Tâche assignée » D'après le document source, de quel pourcentage les exportations ibériques ont-elles chuté depuis l'instauration de la taxe sur l'huile d'olive espagnole ?

Document source »
···
Malgré les mises en garde de l’Association des Producteurs Allemands VDA sur les répercussions en termes d’emplois des deux côtés de l’Atlantique, les grands constructeurs germains comme BMW, qui dispose d’un important site de production en Caroline du Sud, semblent relativement sereins. Le “made in USA” pourrait leur offrir une certaine protection face à d’éventuels droits de douane selon Oliver Zipse, le patron de BMW.
Chimie et pharmacie : l’Allemagne encore concernée
Autre secteur sensible outre-Rhin, la chimie et plus particulièrement l’industrie pharmaceutique. Avec des géants comme Bayer ou BASF, l’Allemagne réalise une part importante de ses exportations hors UE de produits chimiques et pharmaceutiques vers les États-Unis, son premier marché. La France n’est pas en reste, avec plus de 17% de ses exportations de médicaments à destination du marché américain en 2022.
Si les experts ne prévoient pas de “choc commercial” majeur sur ce type de produits comme les vaccins ou les dispositifs médicaux, les incertitudes demeurent, notamment en Irlande, en Suisse et en Belgique selon une étude du groupe Allianz.
Agroalimentaire : le spectre des représailles
Le secteur agroalimentaire européen voit aussi le retour de Donald Trump d’un mauvais œil, se rappelant les lourdes taxes imposées en 2019 sur certains produits comme les vins, les fromages ou le cognac français. Ce dernier, déjà touché par des mesures similaires en provenance de Chine, redoute de nouvelles taxes qui compliqueraient significativement la vie des producteurs, les États-Unis étant le premier débouché à l’export.
D’autres filières comme l’huile d’olive espagnole, frappée depuis 2019 par des droits de douane additionnels jugés illégaux par l’OMC en 2021, pourraient aussi pâtir des décisions de la nouvelle administration américaine. Les exportations ibériques ont déjà chuté de 70% depuis l’instauration de cette taxe.
···
Jeu de données »
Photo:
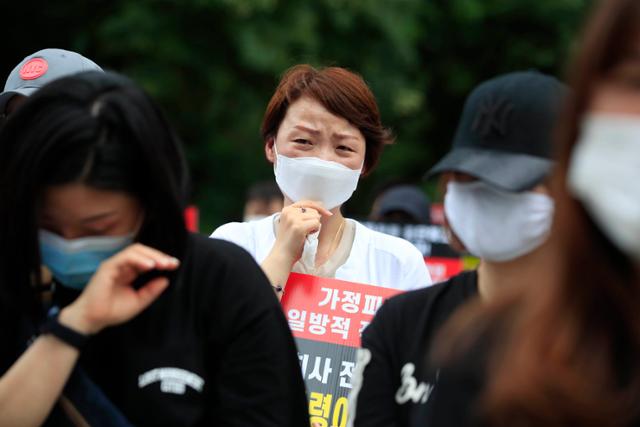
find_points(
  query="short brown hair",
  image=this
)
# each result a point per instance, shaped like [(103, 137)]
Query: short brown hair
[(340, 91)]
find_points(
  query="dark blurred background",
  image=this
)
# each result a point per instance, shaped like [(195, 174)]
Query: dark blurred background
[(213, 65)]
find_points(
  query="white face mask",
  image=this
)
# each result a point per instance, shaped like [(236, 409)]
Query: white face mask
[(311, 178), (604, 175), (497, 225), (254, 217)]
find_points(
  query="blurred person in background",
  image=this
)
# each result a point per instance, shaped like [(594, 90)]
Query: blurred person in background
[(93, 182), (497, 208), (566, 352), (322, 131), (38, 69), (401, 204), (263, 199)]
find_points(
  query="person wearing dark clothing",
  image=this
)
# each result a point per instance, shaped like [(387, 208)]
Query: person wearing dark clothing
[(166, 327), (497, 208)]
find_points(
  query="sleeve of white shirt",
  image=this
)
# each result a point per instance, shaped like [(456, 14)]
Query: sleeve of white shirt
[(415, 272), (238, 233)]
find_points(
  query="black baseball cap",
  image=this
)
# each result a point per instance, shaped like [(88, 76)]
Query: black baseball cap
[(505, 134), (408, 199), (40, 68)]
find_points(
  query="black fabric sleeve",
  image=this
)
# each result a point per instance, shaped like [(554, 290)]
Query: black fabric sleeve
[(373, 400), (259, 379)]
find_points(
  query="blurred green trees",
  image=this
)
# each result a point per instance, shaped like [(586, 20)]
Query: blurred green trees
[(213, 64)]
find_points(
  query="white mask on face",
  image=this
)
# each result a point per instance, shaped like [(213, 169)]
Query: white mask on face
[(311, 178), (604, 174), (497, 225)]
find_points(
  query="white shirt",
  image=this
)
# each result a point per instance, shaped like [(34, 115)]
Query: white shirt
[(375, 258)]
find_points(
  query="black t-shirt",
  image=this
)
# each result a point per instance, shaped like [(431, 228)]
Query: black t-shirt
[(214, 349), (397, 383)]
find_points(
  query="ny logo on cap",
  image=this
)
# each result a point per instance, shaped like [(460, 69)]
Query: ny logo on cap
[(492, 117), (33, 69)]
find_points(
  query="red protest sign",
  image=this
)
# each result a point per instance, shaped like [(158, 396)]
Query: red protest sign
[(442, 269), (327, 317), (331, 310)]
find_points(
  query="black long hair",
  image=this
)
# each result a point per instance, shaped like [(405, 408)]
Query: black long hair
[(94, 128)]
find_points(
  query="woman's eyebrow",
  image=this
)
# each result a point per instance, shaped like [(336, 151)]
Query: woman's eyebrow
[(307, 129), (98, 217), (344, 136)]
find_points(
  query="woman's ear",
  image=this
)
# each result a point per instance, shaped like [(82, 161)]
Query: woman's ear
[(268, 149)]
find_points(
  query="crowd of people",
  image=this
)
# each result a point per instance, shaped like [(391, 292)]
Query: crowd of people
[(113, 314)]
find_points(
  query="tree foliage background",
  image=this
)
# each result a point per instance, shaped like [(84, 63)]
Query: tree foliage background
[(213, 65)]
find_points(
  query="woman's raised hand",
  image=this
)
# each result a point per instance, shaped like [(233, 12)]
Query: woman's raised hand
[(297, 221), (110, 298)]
···
Réponse finale » Elles ont chuté de 70 %.